• [Extrait du texte]:
NASSIRIYA: Le 10 octobre, Anas boycottera les législatives en Irak car, pour lui, les élections sont "gâchées par les armes et l'argent". Une colère partagée par nombre de jeunes de Nassiriya, ville pauvre du sud de l'Irak devenue bastion de la contestation antipouvoir.
Du désert à perte de vue et au milieu une ville frondeuse. Nassiriya et son demi-million d'habitants, majoritairement chiites, sont en plein sur l'axe routier nord-sud qui traverse l'Irak. Pourtant, plus que d'autres, elle se sent laissée à l'abandon par Bagdad, 350 km plus au nord.
La pauvreté, ici, n'est pas un vain mot. Les infrastructures manquent, les coupures d'électricité se multiplient, les investissements à long terme se font attendre. Alors, même si deux ans après le soulèvement populaire d'octobre 2019 les manifestations se sont essoufflées en Irak, à Nassiriya la colère reste vive.
Régulièrement, des jeunes organisent des rassemblements sur les places publiques, ornées des portraits des "martyrs" tombés pendant les manifestations.
Dans les rues, les affiches électorales sont elles quasi inexistantes ou bien vite lacérées. Honnis, les candidats font principalement campagne sur les réseaux sociaux.
Anas, 21 ans, fait partie des 40% de jeunes Irakiens au chômage. Fraîchement diplômé en économie et gestion, il a peu d'espoir de trouver un emploi. Encore moins de voir un quelconque changement en votant aux législatives anticipées du 10 octobre.
"En Irak, les élections sont truquées", affirme Anas, installé au "Café des écrivains". Et de déplorer l'omniprésence des armes et l'argent dans le scrutin. "Je ne peux pas voter avec un pistolet sur la tempe", dit-il.
«Voir ses amis morts»
Le scrutin est une des concessions des autorités face au soulèvement populaire. Mais les figures de la contestation ont finalement opté pour le boycott.
Comme une bonne partie de jeunes Irakiens, Anas a été sensibilisé à la politique à l'automne 2019 avec cet immense et inédit mouvement de protestation, antipouvoir et anticorruption.

• [Extrait des données]:
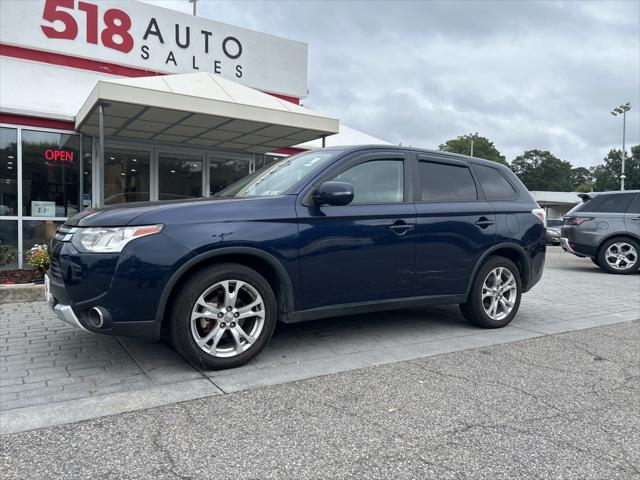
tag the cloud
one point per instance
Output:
(526, 74)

• [Consignes]:
a – Recopiez mot pour mot le passage de l'article sur Nassiriya qui commence aux mots « La pauvreté, ici, n'est » et s'arrête après « pendant les manifestations. ».
b – Résumez en deux phrases l'article sur Nassiriya.
c – Prolongez l'article sur Nassiriya à partir de sa dernière phrase.

• [Réponses détaillées]:
a –
La pauvreté, ici, n'est pas un vain mot. Les infrastructures manquent, les coupures d'électricité se multiplient, les investissements à long terme se font attendre. Alors, même si deux ans après le soulèvement populaire d'octobre 2019 les manifestations se sont essoufflées en Irak, à Nassiriya la colère reste vive.
Régulièrement, des jeunes organisent des rassemblements sur les places publiques, ornées des portraits des "martyrs" tombés pendant les manifestations.

b – Nassiriya, ville pauvre et majoritairement chiite du sud de l'Irak, se sent abandonnée par Bagdad et reste un bastion de la contestation antipouvoir née en octobre 2019. Comme beaucoup de jeunes de la ville, Anas, 21 ans, diplômé et au chômage, boycottera les législatives du 10 octobre, qu'il juge gâchées par les armes et l'argent.

c –
"J'étais quelqu'un de normal, j'allais à la fac, j'envoyais des textos à ma copine, j'étudiais", se souvient-il. "Mais après la révolution d'octobre, j'ai senti que j'avais une responsabilité, que j'avais ma place dans la société, que j'étais entendu".
Mais les manifestations sont réprimées dans le sang. Au moins 600 personnes ont été tuées et des dizaines de milliers blessées.
Les factions armées pro-Iran -- regroupées au sein du Hachd al-Chaabi et désormais intégrées à l'Etat --, sont accusées par les militants d'être responsables de la répression. Et ces mêmes groupes sont pointés du doigt pour les dizaines d'enlèvements, d'assassinats ou de tentatives d'assassinat qui ont visé des figures de la contestation.
Dans ce contexte, impossible d'aller aux urnes. D'autant que les jeunes opposants rejettent l'ensemble de la classe politique, accusée d'être en cheville avec les Etats-Unis ou avec l'influent voisin iranien et les factions armées.
"Il est difficile pour un candidat de faire campagne à Nassiriya, surtout après octobre (2019) et les massacres qui ont eu lieu", témoigne Haider Jaafar, 23 ans.
"Certains estiment que n'importe quel candidat peut être lié de près ou de loin au meurtre de leurs amis".
Haider se remémore la journée du 28 novembre 2019 durant laquelle 85 manifestants ont été tués à Nassiriya, dont des amis à lui.
"A notre âge, on ne devrait pas voir ses amis morts, baignant dans leur propre sang", lâche-t-il.
Impunité
Le gouvernement avait promis que "les responsables des meurtres de manifestants rendraient des comptes dans les six mois", rappelle Haider. "Nous n'avons rien vu."
Après des études d'infirmier, Haider attend toujours un emploi dans le public. Il s'est donc résolu à travailler dans la distribution de produits cosmétiques.
"Nous pensions que les élections étaient l'unique moyen de changer les choses", reconnaît Haider.
"Mais comment peut-on organiser un scrutin lorsque tant d'armes sont en circulation sans aucun contrôle et quand les partis ont tant d'influence et brassent tant d'argent?"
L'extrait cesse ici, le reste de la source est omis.